__WRITTEN INSTRUCTION__. Reproduce all of the items below word for word, leaving out the pictures.

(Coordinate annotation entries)

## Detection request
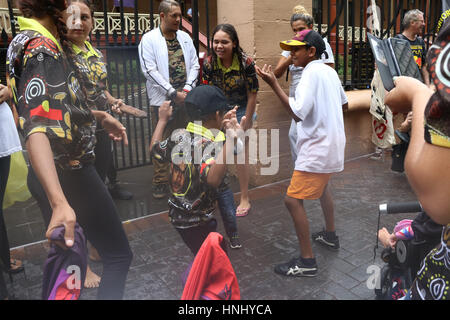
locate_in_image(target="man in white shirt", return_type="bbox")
[139,0,200,199]
[273,13,334,163]
[256,30,348,277]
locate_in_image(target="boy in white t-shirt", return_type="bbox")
[273,13,334,163]
[257,30,348,277]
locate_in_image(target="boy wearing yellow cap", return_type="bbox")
[256,30,348,277]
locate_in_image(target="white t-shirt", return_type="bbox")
[0,102,22,158]
[281,38,334,97]
[289,60,348,173]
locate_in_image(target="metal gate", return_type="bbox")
[313,0,442,89]
[0,0,209,170]
[0,0,442,170]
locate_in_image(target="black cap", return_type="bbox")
[184,85,232,117]
[280,29,328,58]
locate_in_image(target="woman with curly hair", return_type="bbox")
[203,24,259,221]
[7,0,132,299]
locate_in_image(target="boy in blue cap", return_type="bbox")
[151,86,240,255]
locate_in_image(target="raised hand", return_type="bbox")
[102,112,128,146]
[255,64,277,86]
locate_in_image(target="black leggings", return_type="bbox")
[0,156,11,300]
[28,165,133,300]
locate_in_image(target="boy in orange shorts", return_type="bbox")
[256,30,348,277]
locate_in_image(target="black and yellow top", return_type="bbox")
[151,122,229,229]
[202,54,259,110]
[7,17,96,169]
[72,41,109,111]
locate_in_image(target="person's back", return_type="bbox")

__FINISHED TASK__.
## Detection request
locate_in_image(target="man in white shirt", return_type="bbox")
[139,0,200,199]
[273,13,334,163]
[256,30,348,277]
locate_in_image(target="boy in white t-shirt", return_type="bbox")
[273,13,334,163]
[257,30,348,277]
locate_in_image(target="boy wearing yellow cap", return_type="bbox")
[256,30,348,277]
locate_in_image(target="white t-shirt", return_type="bbox")
[0,102,22,158]
[281,38,334,97]
[289,60,348,173]
locate_in_image(target="metal gate", return_type="bbox")
[313,0,442,89]
[0,0,209,170]
[0,0,442,170]
locate_in_image(target="black cap", return_type="bbox")
[184,85,232,117]
[280,29,328,58]
locate_in_image(target="woman with curly hair", return_type="bbox")
[203,24,259,221]
[7,0,132,299]
locate_in_image(target="boy in blue cap", return_type="bbox")
[151,86,240,255]
locate_in_image(target="raised hand", return_type="bbox")
[102,112,128,146]
[255,64,277,86]
locate_in_image(target="black leggings", return_type="bbox")
[0,156,11,300]
[28,165,133,300]
locate_in_image(target="boy in orange shorts", return_type="bbox")
[256,30,348,277]
locate_in_image(target="black and yellow top", return_type="bbox")
[151,122,229,229]
[202,54,259,110]
[7,17,96,169]
[72,41,109,111]
locate_in_image(target="person's back", return_type="bbox")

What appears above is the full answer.